▶ _Task description_
How many lines in the entries below contain the word "small"? Reply with the number alone.

--- --- ---

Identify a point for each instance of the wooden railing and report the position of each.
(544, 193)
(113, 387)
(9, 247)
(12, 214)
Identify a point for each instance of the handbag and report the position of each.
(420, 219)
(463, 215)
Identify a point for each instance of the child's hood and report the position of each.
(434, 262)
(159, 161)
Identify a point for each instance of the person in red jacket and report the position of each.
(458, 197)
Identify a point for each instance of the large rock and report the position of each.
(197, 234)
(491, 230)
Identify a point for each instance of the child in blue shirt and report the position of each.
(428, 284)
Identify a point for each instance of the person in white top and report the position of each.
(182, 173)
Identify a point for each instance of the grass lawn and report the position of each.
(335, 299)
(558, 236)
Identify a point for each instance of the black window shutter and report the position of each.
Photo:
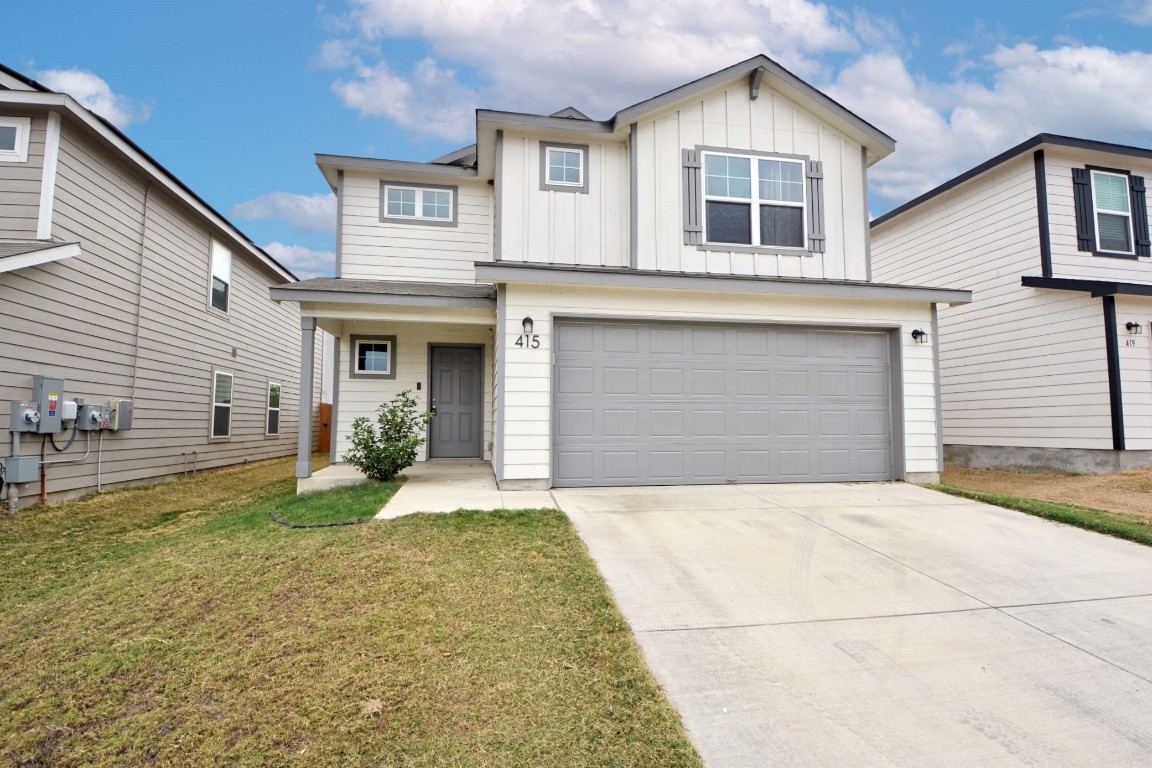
(1141, 217)
(816, 206)
(694, 233)
(1082, 192)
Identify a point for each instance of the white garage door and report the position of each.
(638, 403)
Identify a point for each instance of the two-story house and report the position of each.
(119, 282)
(1050, 367)
(680, 294)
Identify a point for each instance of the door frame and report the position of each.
(479, 383)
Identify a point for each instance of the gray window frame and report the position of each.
(373, 339)
(418, 221)
(585, 170)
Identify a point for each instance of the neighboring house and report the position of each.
(118, 279)
(1050, 366)
(680, 294)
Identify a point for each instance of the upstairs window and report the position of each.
(1111, 213)
(418, 204)
(755, 202)
(221, 276)
(563, 167)
(14, 132)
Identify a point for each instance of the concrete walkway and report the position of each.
(447, 485)
(879, 624)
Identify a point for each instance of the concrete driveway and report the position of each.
(879, 624)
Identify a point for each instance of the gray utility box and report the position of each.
(21, 469)
(48, 394)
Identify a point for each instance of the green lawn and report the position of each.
(177, 625)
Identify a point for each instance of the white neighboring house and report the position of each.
(1050, 367)
(680, 294)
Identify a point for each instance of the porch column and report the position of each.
(307, 369)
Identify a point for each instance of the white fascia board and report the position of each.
(43, 256)
(66, 103)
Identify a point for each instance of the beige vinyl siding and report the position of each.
(115, 328)
(727, 118)
(528, 372)
(362, 396)
(20, 184)
(562, 227)
(1020, 366)
(1136, 370)
(1068, 261)
(374, 250)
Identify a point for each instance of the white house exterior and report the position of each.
(1050, 367)
(680, 294)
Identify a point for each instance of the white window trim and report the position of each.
(213, 405)
(268, 409)
(23, 127)
(1096, 212)
(755, 200)
(213, 244)
(419, 218)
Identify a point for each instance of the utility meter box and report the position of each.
(120, 413)
(48, 394)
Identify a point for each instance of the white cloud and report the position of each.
(95, 93)
(599, 55)
(302, 261)
(310, 212)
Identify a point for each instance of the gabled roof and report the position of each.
(36, 94)
(1037, 142)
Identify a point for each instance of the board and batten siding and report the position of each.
(727, 118)
(20, 184)
(528, 372)
(1020, 366)
(114, 326)
(361, 396)
(1068, 261)
(561, 227)
(376, 250)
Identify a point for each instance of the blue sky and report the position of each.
(236, 97)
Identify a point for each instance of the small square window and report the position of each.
(373, 357)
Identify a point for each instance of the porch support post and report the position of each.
(307, 369)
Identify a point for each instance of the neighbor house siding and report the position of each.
(20, 184)
(361, 397)
(727, 118)
(374, 250)
(563, 227)
(114, 326)
(1018, 366)
(528, 372)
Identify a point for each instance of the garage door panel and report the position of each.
(763, 404)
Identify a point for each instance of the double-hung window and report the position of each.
(753, 202)
(273, 411)
(417, 204)
(221, 404)
(221, 276)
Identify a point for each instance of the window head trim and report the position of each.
(1127, 213)
(270, 409)
(547, 185)
(22, 130)
(221, 407)
(755, 202)
(354, 358)
(418, 199)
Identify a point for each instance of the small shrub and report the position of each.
(383, 450)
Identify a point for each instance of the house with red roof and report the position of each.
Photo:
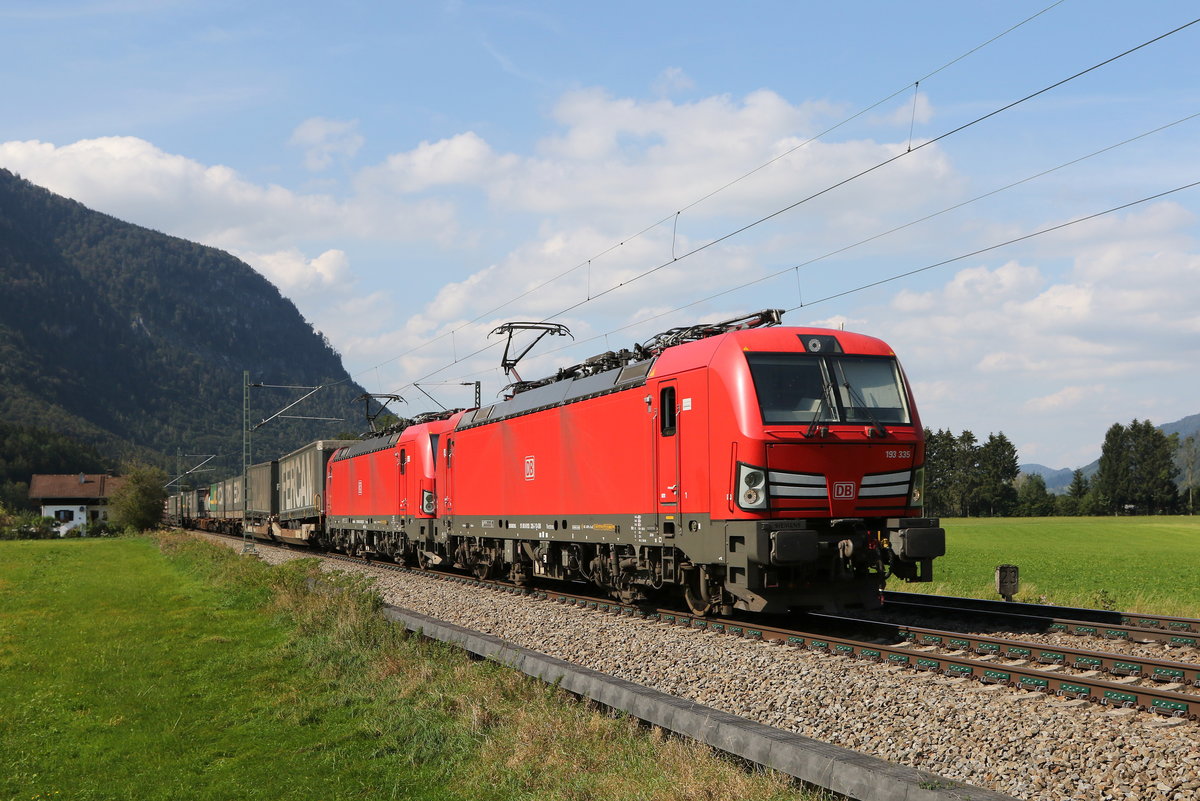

--- --- ---

▶ _Expected answer_
2